→ Instructions to follow
Your copy of the data should match it exactly, except that the pictures are gone.

→ Task inputs
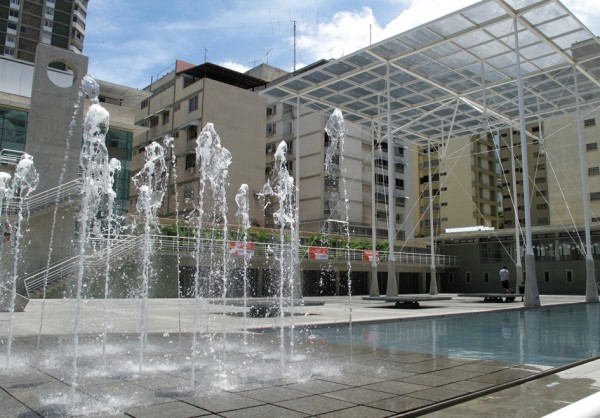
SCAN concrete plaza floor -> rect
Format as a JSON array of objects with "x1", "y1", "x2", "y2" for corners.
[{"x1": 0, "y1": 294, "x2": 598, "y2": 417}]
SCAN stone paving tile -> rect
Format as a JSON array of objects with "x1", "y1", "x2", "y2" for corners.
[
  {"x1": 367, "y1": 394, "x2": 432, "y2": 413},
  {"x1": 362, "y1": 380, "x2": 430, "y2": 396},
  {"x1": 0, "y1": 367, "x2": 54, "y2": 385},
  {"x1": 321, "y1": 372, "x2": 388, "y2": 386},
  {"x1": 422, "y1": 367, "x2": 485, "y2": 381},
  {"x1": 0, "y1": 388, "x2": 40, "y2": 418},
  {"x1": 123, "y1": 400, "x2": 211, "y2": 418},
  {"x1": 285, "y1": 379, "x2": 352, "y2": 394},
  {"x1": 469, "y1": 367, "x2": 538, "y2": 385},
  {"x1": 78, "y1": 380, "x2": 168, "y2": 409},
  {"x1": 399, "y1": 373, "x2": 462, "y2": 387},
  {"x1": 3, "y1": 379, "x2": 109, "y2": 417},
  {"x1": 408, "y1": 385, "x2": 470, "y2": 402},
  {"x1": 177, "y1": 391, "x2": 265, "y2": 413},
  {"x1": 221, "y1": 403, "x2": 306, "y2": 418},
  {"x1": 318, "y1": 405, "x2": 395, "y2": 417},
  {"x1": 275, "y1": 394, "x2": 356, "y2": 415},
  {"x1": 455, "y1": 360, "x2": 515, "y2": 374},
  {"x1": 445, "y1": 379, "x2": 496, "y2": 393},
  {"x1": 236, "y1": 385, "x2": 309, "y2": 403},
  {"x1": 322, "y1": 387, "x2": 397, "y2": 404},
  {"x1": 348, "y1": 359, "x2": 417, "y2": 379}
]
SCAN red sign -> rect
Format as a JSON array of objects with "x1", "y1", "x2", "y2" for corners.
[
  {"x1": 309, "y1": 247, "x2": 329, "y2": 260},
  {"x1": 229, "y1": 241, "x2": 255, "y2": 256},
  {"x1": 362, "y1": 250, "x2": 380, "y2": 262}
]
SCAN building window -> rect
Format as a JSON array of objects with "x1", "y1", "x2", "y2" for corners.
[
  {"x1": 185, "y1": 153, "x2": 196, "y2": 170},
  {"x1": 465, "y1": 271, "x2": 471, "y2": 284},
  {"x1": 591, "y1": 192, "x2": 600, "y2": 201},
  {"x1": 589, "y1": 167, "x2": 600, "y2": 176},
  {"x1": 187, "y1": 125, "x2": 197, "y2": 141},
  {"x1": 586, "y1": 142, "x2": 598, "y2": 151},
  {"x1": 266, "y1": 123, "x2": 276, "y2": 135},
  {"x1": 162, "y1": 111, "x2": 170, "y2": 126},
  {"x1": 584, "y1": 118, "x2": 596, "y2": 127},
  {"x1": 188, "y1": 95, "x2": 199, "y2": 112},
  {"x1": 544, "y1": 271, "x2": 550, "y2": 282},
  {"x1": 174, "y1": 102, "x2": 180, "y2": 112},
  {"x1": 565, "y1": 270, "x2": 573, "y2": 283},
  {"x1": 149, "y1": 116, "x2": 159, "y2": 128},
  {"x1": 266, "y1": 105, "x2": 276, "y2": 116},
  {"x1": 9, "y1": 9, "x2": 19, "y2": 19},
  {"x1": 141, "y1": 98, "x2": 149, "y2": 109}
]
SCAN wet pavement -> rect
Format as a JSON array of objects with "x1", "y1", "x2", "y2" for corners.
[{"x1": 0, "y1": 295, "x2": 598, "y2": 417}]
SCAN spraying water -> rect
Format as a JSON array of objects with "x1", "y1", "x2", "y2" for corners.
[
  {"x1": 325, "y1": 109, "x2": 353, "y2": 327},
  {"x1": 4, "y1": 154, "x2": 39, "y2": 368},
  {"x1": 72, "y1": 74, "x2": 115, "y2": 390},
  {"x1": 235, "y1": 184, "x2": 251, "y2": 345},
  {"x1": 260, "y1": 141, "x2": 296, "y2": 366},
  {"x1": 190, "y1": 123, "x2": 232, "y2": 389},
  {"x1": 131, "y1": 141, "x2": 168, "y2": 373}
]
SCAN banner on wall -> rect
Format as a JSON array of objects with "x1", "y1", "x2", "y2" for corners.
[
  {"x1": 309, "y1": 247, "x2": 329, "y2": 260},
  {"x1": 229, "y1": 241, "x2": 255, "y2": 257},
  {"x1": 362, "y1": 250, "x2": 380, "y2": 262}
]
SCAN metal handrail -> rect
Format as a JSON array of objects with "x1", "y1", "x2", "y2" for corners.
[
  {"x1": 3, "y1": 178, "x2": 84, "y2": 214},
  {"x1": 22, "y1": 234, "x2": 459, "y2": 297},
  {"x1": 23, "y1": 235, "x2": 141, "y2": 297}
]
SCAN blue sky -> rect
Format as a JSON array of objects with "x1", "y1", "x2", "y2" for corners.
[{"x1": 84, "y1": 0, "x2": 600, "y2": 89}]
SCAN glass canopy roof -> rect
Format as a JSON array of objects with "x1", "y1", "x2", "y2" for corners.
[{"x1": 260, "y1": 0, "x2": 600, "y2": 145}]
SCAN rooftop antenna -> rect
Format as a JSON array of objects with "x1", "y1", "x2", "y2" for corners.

→ Written reply
SCAN concrete plaza floor -> rect
Format as a JSON array of objects with "x1", "y1", "x2", "y2" for corners.
[{"x1": 0, "y1": 294, "x2": 598, "y2": 417}]
SCAN stone paving tile -> rect
Format as a JSON array of objects with "x1", "y1", "x2", "y2" for corners.
[
  {"x1": 367, "y1": 394, "x2": 432, "y2": 413},
  {"x1": 362, "y1": 380, "x2": 430, "y2": 396},
  {"x1": 0, "y1": 367, "x2": 54, "y2": 385},
  {"x1": 321, "y1": 372, "x2": 388, "y2": 386},
  {"x1": 422, "y1": 367, "x2": 485, "y2": 381},
  {"x1": 0, "y1": 388, "x2": 40, "y2": 418},
  {"x1": 123, "y1": 400, "x2": 211, "y2": 418},
  {"x1": 285, "y1": 379, "x2": 352, "y2": 394},
  {"x1": 469, "y1": 367, "x2": 538, "y2": 385},
  {"x1": 78, "y1": 380, "x2": 168, "y2": 409},
  {"x1": 399, "y1": 373, "x2": 462, "y2": 387},
  {"x1": 3, "y1": 379, "x2": 109, "y2": 417},
  {"x1": 408, "y1": 385, "x2": 470, "y2": 402},
  {"x1": 177, "y1": 391, "x2": 265, "y2": 413},
  {"x1": 221, "y1": 403, "x2": 306, "y2": 418},
  {"x1": 318, "y1": 405, "x2": 395, "y2": 417},
  {"x1": 275, "y1": 394, "x2": 356, "y2": 415},
  {"x1": 455, "y1": 360, "x2": 515, "y2": 374},
  {"x1": 445, "y1": 379, "x2": 496, "y2": 393},
  {"x1": 236, "y1": 385, "x2": 309, "y2": 403},
  {"x1": 322, "y1": 387, "x2": 397, "y2": 404},
  {"x1": 348, "y1": 359, "x2": 417, "y2": 379}
]
SCAN red sign -> rect
Format as a JSON array of objects with "x1", "y1", "x2", "y2" for corners.
[
  {"x1": 309, "y1": 247, "x2": 329, "y2": 260},
  {"x1": 229, "y1": 241, "x2": 255, "y2": 256},
  {"x1": 362, "y1": 250, "x2": 380, "y2": 262}
]
SCAN building window -> rect
Format as a JSON array of objects with "x1", "y1", "x2", "y2" for corners.
[
  {"x1": 185, "y1": 153, "x2": 196, "y2": 170},
  {"x1": 465, "y1": 271, "x2": 471, "y2": 284},
  {"x1": 591, "y1": 192, "x2": 600, "y2": 201},
  {"x1": 589, "y1": 167, "x2": 600, "y2": 176},
  {"x1": 187, "y1": 125, "x2": 197, "y2": 141},
  {"x1": 586, "y1": 142, "x2": 598, "y2": 151},
  {"x1": 266, "y1": 123, "x2": 276, "y2": 135},
  {"x1": 162, "y1": 111, "x2": 170, "y2": 126},
  {"x1": 584, "y1": 118, "x2": 596, "y2": 127},
  {"x1": 188, "y1": 95, "x2": 199, "y2": 112},
  {"x1": 544, "y1": 271, "x2": 550, "y2": 282},
  {"x1": 174, "y1": 102, "x2": 180, "y2": 112},
  {"x1": 565, "y1": 270, "x2": 573, "y2": 283},
  {"x1": 149, "y1": 116, "x2": 159, "y2": 128},
  {"x1": 266, "y1": 105, "x2": 276, "y2": 116},
  {"x1": 9, "y1": 9, "x2": 19, "y2": 19},
  {"x1": 141, "y1": 98, "x2": 149, "y2": 109}
]
SCAN wet pavement -> rect
Format as a JSON array of objects with "x1", "y1", "x2", "y2" for corners.
[{"x1": 0, "y1": 295, "x2": 598, "y2": 417}]
SCAN spraying water -> rect
Format as a JSON array of objects with "x1", "y1", "x2", "y2" for corners.
[
  {"x1": 325, "y1": 109, "x2": 353, "y2": 327},
  {"x1": 4, "y1": 154, "x2": 39, "y2": 368},
  {"x1": 72, "y1": 74, "x2": 115, "y2": 390},
  {"x1": 235, "y1": 184, "x2": 251, "y2": 345},
  {"x1": 260, "y1": 141, "x2": 296, "y2": 366},
  {"x1": 190, "y1": 123, "x2": 232, "y2": 389},
  {"x1": 131, "y1": 141, "x2": 168, "y2": 373}
]
SCAN banner on wall -> rect
Format as a JSON array of objects with "x1", "y1", "x2", "y2" for corners.
[
  {"x1": 309, "y1": 247, "x2": 329, "y2": 260},
  {"x1": 229, "y1": 241, "x2": 255, "y2": 257},
  {"x1": 362, "y1": 250, "x2": 380, "y2": 262}
]
SCAN metal handrail -> rect
Format as a JSON array of objects with "x1", "y1", "x2", "y2" for corners.
[
  {"x1": 3, "y1": 178, "x2": 84, "y2": 214},
  {"x1": 22, "y1": 234, "x2": 459, "y2": 297},
  {"x1": 23, "y1": 235, "x2": 141, "y2": 297}
]
SCAN blue sky -> rect
Format as a JSON array of objects with "x1", "y1", "x2", "y2" for corners.
[{"x1": 84, "y1": 0, "x2": 600, "y2": 89}]
SCAN glass canopy roof -> rect
Format as a JSON array of objects with "x1", "y1", "x2", "y2" for corners.
[{"x1": 260, "y1": 0, "x2": 600, "y2": 145}]
SCAN rooftop antenna -> rect
Format as a JSON array of objects with "x1", "y1", "x2", "y2" for corners.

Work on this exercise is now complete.